### Aim of the exercise
Please state how many lines of the records hold the string "window", giving nothing but the number.

### Available records

________

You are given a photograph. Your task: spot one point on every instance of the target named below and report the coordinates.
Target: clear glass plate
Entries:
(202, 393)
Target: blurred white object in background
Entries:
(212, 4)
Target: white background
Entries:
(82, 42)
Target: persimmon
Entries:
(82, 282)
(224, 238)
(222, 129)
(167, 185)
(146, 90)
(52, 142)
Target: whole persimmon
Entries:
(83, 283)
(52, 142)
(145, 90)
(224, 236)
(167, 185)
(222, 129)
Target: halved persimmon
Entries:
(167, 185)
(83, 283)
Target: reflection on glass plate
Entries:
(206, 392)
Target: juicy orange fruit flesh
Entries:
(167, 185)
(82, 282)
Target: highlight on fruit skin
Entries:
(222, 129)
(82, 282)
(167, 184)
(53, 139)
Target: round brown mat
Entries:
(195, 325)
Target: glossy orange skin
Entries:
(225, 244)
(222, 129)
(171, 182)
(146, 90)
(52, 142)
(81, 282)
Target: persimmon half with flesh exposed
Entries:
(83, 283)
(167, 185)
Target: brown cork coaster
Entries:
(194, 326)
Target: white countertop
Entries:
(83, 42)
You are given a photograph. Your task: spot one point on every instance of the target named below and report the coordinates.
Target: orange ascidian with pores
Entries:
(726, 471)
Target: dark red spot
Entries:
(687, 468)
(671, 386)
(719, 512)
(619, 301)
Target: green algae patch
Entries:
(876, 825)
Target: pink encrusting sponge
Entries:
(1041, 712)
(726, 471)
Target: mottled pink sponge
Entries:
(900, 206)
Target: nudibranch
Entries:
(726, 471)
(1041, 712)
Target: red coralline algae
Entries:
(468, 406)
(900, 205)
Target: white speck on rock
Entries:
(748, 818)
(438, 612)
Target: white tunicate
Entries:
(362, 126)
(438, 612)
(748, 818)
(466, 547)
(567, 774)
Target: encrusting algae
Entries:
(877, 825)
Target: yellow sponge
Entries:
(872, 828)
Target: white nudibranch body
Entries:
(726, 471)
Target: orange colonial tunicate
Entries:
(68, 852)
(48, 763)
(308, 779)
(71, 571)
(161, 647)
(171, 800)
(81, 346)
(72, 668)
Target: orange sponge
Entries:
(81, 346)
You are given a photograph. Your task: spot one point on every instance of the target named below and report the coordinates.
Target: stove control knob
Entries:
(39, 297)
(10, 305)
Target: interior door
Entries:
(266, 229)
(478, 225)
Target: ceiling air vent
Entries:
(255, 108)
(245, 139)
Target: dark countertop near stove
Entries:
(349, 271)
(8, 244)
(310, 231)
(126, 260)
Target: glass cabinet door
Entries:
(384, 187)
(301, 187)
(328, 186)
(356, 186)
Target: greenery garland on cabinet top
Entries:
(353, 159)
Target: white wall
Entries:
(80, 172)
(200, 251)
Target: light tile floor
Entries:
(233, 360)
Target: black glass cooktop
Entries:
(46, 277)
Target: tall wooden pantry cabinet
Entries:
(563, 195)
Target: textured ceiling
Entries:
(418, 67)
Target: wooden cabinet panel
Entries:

________

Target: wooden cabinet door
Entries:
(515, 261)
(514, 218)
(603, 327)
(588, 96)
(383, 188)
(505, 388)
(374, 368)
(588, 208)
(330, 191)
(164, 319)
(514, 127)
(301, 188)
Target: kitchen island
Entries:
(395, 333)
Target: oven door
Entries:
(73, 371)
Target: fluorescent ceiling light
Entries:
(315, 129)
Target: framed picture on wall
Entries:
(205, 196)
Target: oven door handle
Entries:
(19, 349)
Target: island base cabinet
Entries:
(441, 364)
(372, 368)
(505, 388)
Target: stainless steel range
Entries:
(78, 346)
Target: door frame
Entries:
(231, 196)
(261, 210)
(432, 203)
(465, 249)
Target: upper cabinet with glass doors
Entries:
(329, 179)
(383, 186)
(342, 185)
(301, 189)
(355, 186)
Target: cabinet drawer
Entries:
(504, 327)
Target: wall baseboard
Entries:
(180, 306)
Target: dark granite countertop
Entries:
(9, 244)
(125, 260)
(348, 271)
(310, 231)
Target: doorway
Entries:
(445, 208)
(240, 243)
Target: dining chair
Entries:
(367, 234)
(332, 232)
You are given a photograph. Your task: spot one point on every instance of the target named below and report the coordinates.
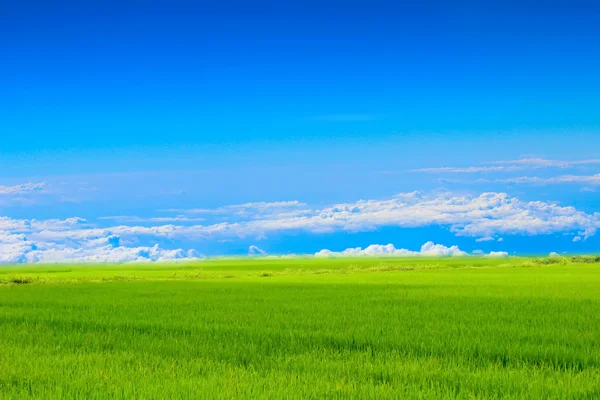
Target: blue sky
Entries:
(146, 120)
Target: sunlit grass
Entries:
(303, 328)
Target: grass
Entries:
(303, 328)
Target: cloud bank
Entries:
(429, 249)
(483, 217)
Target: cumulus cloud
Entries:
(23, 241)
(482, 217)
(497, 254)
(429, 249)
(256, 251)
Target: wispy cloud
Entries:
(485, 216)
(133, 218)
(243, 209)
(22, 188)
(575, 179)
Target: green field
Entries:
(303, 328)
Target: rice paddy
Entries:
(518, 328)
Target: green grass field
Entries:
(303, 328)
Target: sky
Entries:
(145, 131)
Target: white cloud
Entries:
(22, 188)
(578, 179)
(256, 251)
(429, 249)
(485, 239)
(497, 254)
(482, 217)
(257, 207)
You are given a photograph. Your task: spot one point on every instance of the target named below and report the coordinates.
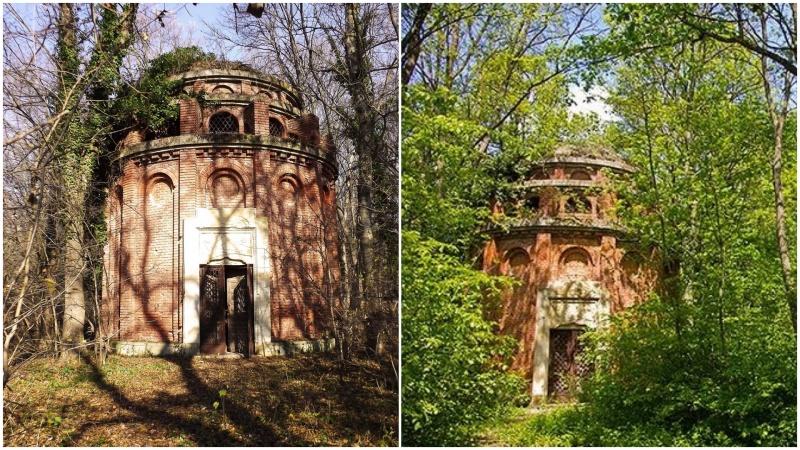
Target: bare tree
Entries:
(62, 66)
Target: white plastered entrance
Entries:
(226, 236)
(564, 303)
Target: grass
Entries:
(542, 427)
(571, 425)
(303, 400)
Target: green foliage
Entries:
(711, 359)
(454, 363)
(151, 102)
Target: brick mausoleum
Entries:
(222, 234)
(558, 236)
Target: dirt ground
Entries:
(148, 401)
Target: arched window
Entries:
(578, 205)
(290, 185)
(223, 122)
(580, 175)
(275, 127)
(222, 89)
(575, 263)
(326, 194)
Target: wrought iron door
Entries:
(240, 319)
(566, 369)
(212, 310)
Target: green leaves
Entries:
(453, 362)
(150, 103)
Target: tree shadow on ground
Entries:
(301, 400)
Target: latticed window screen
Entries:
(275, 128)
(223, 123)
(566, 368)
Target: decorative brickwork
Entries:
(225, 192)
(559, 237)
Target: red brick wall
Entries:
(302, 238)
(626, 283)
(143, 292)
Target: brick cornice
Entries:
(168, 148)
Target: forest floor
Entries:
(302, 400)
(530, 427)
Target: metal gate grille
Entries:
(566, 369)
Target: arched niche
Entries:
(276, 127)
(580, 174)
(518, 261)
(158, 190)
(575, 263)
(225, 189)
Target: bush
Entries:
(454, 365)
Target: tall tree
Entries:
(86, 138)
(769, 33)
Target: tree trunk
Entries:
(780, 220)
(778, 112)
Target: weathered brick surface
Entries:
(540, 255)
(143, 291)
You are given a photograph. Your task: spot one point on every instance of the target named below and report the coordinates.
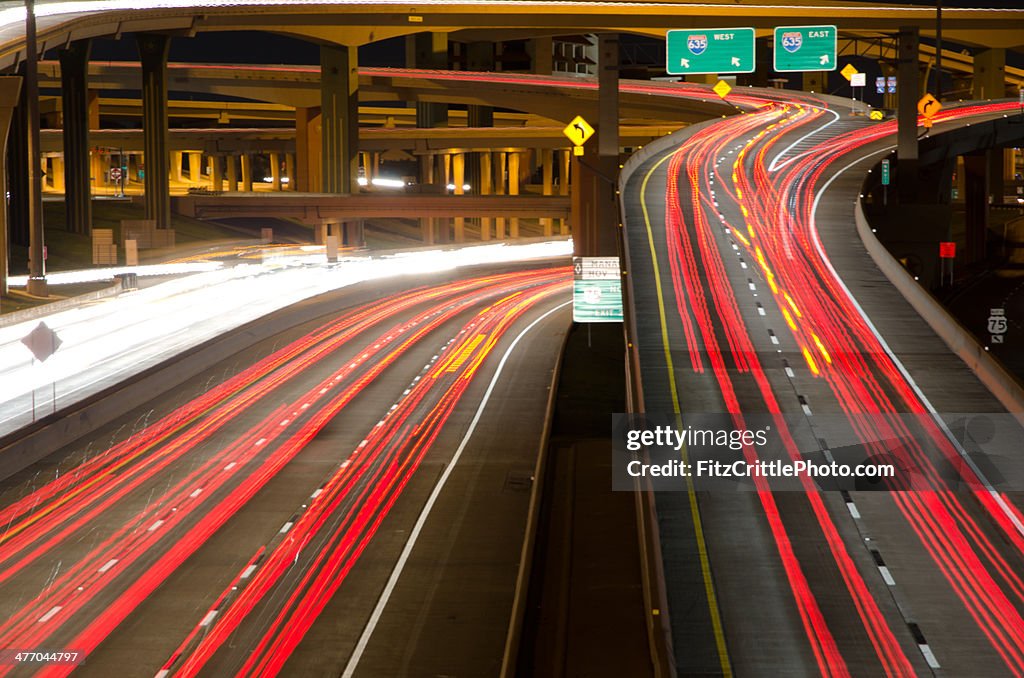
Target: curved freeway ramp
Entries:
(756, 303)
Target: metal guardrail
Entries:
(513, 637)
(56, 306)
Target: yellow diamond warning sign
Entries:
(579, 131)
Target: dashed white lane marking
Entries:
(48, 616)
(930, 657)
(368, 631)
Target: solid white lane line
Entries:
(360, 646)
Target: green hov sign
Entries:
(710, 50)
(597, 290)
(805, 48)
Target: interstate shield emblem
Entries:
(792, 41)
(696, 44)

________

### Written solution
2